***** Selection
I still would love it if my H came to his senses, and I pray that someday, he will.
I'm keeping you in my prayers and hope that your wife will realize what a good man you are. I'm also rooting for your friend who has been corresponding with you on these boards. I can't remember his nic as I type this .
All my best, alamogirl
Me - 48 (at time of 1st bomb) H - 43 married - 16 Jul 94 no children 1st bomb - (said he was leaving) - 3 Jun 06 2nd bomb (said he was ready to file) - 10 Nov 06 H filed divorce - 17 Nov 06 Divorce finalized - 20 Jul 07
Good to hear from you! Sorry things are a little rough right now. But don't let it get you down. Just answer any questions that come along honestly and completely. The truth is your friend far more than it is your H's. Also remember that, by design, attorneys are natually combative and agressive. Don't attribute all of that to your H. While, ultimately, he is in control, there's nothing like a lawyer egging you on (so just keep that in the back of your mind).
My WAW postponed our joint session again, essentially stating that she didn't feel she was ready for it. So another week passes without change. I'll post something in the next couple weeks, assuming we've had some kind of joint session.
Me: 29
Wife: 27
Kids: none
Married: 3 years
Together: 6 years
D-Bomb: 12/12/06
"How poor are they who have not patience!
**********
***** Source data
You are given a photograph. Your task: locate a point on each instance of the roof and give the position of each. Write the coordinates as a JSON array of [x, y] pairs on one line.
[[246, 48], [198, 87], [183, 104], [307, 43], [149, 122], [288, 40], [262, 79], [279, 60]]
**********
● Task instructions: Reproduce the forum posts about separation and divorce from above word for word, from start to finish.

● In response:
I still would love it if my H came to his senses, and I pray that someday, he will.
I'm keeping you in my prayers and hope that your wife will realize what a good man you are. I'm also rooting for your friend who has been corresponding with you on these boards. I can't remember his nic as I type this .
All my best, alamogirl
Me - 48 (at time of 1st bomb) H - 43 married - 16 Jul 94 no children 1st bomb - (said he was leaving) - 3 Jun 06 2nd bomb (said he was ready to file) - 10 Nov 06 H filed divorce - 17 Nov 06 Divorce finalized - 20 Jul 07
Good to hear from you! Sorry things are a little rough right now. But don't let it get you down. Just answer any questions that come along honestly and completely. The truth is your friend far more than it is your H's. Also remember that, by design, attorneys are natually combative and agressive. Don't attribute all of that to your H. While, ultimately, he is in control, there's nothing like a lawyer egging you on (so just keep that in the back of your mind).
My WAW postponed our joint session again, essentially stating that she didn't feel she was ready for it. So another week passes without change. I'll post something in the next couple weeks, assuming we've had some kind of joint session.
Me: 29
Wife: 27
Kids: none
Married: 3 years
Together: 6 years
D-Bomb: 12/12/06
"How poor are they who have not patience!